##### Data listing

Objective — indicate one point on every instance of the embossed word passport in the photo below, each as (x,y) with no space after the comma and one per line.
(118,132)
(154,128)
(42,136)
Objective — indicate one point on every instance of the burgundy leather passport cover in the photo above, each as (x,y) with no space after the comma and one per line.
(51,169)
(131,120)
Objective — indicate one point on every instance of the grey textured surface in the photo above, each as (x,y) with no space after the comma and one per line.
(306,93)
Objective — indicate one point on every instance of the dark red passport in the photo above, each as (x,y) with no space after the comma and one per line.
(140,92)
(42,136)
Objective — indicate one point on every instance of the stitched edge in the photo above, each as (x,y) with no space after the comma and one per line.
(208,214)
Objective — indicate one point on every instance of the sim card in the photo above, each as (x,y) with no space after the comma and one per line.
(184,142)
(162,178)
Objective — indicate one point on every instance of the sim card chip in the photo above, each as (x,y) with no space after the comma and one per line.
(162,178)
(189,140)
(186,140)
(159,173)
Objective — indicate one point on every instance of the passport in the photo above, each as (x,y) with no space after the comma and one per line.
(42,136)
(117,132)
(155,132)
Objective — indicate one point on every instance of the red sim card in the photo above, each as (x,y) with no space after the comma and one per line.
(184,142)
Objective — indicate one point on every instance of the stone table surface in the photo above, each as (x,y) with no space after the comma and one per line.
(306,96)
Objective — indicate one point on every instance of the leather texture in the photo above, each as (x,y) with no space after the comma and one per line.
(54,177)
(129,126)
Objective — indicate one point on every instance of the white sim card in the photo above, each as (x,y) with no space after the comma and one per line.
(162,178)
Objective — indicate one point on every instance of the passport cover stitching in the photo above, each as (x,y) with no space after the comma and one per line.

##########

What the task requires => Copy every line above once more, precisely as it reads.

Output for this exercise =>
Objective — indicate one point on every instance of the embossed word passport in the photo below, each as (x,y) with no space after the comma and one per line.
(118,132)
(154,128)
(42,136)
Objective — indicate one point on every instance of the burgundy leather passport cover in the photo above, each as (x,y) with no space after the comma and one per line.
(51,169)
(131,120)
Objective — indicate one point on every instance of the grey textured surface in the photo above, each as (x,y) with no space after the comma and one per line.
(306,93)
Objective — indicate one point on every instance of the dark red passport in the photo above, each as (x,y) with no space after the comma and one per line.
(140,92)
(42,136)
Objective — indicate one point on every instance of the stitched edge in the photo above, each as (x,y) with no space after the comma and one per line.
(208,214)
Objective — indicate one point on every instance of the sim card in the photo above, each as (x,y) with no space after the comma and one per line.
(184,142)
(162,178)
Objective — indicate one point on every instance of the sim card chip in the photo above, each as (x,y) with no space after the comma and one per line.
(162,178)
(189,140)
(186,140)
(159,173)
Objective — indicate one point on every instance of the passport in the photo above, each as (x,y) with no space after the comma and one per line.
(42,136)
(117,132)
(155,132)
Objective — indicate one point on every instance of the red sim card in the photo above, each as (x,y) with no space after the comma and one per line.
(184,142)
Objective — indicate one point on every instance of the stone table surface in the photo above, each as (x,y) with no space after the comma and one per line.
(306,96)
Objective — indicate one point on every instance of the leather texture in the photo above, each as (x,y) with no space after the comma and one per line.
(54,177)
(129,126)
Objective — indicate one point on every instance of the white sim card in the photo above, each as (x,y) with no space after the comma and one per line.
(162,178)
Objective — indicate one point on every instance of the passport cover stitching in the photo above, each as (x,y) with no space after the comma and one per line.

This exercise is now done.